Depuis 2004, l´Afghanistan, premier producteur mondial d´héroïne, inonde l´Europe. De Kaboul à la campagne meusienne, il n´y a désormais qu´un pas : peu chère et accessible – Maastricht est à moins de 3 heures de route –, l´héroïne s´est imposée dans les villages du département et plus généralement dans toute la Lorraine. La Justice et l´Education nationale ont produit un film choc, réalisé par des élèves de la 3 e à la terminale.
Stéphanie pensait être plus forte que la drogue
Le visage filmé à contre-jour, c´est celui d´un détenu de la maison d´arrêt, tombé pour trafic de stupéfiants. Il a commencé à prendre de la drogue « en groupe » avec des personnes « qui fréquentaient les rave-parties ». Il a fini par les accompagner et s´est mis « à prendre de la
cocaïne et d´autres drogues tous les week-ends. Ensuite, ça va vite. Au départ, c´est juste une fois la semaine, puis le lundi, le mardi, le vendredi et le samedi soir, avant de devenir tous les jours ».

● Données fournies:

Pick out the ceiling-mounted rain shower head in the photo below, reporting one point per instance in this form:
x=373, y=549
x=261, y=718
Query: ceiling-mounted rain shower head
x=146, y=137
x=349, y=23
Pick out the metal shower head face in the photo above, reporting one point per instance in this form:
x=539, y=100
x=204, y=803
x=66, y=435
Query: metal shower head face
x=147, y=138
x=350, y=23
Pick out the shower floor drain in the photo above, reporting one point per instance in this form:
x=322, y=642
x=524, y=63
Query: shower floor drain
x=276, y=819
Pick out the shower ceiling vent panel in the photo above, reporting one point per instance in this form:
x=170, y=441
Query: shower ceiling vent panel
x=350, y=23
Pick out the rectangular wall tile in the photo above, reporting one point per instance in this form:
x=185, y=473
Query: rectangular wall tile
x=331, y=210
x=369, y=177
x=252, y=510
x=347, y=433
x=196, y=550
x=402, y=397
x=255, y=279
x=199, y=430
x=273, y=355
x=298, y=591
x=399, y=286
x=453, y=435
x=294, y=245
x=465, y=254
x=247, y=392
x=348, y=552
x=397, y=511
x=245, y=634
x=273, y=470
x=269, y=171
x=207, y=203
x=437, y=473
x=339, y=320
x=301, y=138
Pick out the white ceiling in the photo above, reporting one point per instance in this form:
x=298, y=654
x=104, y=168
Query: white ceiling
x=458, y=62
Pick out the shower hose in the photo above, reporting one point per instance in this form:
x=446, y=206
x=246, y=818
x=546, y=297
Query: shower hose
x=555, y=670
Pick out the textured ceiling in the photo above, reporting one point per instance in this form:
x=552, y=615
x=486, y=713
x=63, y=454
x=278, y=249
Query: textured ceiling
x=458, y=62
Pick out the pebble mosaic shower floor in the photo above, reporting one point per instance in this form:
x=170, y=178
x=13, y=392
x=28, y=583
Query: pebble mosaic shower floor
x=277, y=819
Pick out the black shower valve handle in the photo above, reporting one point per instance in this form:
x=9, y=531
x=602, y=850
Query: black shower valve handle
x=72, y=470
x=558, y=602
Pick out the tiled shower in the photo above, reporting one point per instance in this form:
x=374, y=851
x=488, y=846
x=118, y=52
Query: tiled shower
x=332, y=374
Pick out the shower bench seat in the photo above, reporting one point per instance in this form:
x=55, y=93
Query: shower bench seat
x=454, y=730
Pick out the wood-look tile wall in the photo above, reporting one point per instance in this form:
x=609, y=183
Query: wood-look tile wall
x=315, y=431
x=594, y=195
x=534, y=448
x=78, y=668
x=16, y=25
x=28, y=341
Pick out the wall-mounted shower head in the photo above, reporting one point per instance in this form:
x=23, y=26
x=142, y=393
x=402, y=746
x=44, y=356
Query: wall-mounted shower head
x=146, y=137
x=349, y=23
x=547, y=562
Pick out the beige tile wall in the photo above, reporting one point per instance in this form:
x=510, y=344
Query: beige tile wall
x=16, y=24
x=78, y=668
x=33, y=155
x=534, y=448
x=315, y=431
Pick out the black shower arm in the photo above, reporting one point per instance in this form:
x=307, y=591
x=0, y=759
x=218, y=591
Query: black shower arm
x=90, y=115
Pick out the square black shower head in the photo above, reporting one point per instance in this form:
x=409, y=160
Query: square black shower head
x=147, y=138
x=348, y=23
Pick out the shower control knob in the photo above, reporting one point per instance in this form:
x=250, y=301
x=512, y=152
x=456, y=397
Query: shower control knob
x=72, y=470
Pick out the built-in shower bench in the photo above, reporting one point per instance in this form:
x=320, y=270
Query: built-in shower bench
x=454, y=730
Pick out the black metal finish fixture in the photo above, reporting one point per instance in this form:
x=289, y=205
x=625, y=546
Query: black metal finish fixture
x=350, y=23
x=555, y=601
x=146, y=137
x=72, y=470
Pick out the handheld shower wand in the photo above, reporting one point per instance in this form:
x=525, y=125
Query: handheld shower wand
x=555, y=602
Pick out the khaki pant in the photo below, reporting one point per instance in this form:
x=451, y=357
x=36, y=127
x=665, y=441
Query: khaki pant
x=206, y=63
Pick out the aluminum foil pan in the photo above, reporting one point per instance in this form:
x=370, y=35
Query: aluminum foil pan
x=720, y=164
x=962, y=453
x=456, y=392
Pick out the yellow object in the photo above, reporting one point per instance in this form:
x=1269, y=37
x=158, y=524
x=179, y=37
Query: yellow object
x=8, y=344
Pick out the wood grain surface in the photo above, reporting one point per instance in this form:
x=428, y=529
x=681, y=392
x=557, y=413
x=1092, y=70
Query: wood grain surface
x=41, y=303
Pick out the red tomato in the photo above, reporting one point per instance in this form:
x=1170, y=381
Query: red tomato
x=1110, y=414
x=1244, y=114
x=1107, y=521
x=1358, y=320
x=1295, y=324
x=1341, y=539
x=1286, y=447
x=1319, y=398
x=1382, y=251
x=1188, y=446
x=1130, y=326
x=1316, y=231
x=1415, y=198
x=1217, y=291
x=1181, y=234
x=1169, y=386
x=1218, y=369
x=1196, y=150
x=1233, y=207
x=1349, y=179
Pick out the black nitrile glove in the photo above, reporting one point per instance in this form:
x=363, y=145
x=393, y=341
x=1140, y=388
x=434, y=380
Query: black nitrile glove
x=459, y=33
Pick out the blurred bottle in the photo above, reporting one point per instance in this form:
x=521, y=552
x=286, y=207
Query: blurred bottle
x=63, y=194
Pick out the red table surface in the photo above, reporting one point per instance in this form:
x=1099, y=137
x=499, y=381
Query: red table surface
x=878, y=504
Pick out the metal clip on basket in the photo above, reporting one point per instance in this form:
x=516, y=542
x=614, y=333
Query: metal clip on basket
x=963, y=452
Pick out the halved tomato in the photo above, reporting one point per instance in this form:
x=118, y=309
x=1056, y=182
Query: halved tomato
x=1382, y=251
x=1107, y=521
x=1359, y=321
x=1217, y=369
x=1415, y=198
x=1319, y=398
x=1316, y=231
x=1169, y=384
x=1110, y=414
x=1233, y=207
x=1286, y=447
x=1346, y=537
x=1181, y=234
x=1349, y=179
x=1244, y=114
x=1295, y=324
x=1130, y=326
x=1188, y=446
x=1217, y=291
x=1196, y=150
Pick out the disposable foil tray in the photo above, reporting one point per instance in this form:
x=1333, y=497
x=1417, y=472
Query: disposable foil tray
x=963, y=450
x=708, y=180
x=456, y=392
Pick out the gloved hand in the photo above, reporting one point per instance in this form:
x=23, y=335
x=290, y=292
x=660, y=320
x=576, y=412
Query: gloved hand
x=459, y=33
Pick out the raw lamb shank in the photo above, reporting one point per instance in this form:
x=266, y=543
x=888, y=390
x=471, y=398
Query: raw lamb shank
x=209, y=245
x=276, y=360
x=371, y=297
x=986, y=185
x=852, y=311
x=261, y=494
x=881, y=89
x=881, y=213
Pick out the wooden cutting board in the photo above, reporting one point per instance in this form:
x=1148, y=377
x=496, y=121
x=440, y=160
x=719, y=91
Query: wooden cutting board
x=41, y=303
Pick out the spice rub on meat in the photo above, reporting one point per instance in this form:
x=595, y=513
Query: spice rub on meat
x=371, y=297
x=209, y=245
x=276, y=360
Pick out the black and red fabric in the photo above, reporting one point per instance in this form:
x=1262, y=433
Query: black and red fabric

● Consigne de travail 1: D'après l'extrait, à combien d'heures de route se trouve Maastricht ?
● Consigne de travail 2: Réécrivez le passage de l'extrait qui s'ouvre sur les mots contenant « Depuis 2004, l´Afghanistan, premier » et se clôt sur « à la terminale. », en substituant « Liège » à « Maastricht ».

● Réponse proposée 1: À moins de 3 heures de route.

● Réponse proposée 2:
Depuis 2004, l´Afghanistan, premier producteur mondial d´héroïne, inonde l´Europe. De Kaboul à la campagne meusienne, il n´y a désormais qu´un pas : peu chère et accessible – Liège est à moins de 3 heures de route –, l´héroïne s´est imposée dans les villages du département et plus généralement dans toute la Lorraine. La Justice et l´Education nationale ont produit un film choc, réalisé par des élèves de la 3 e à la terminale.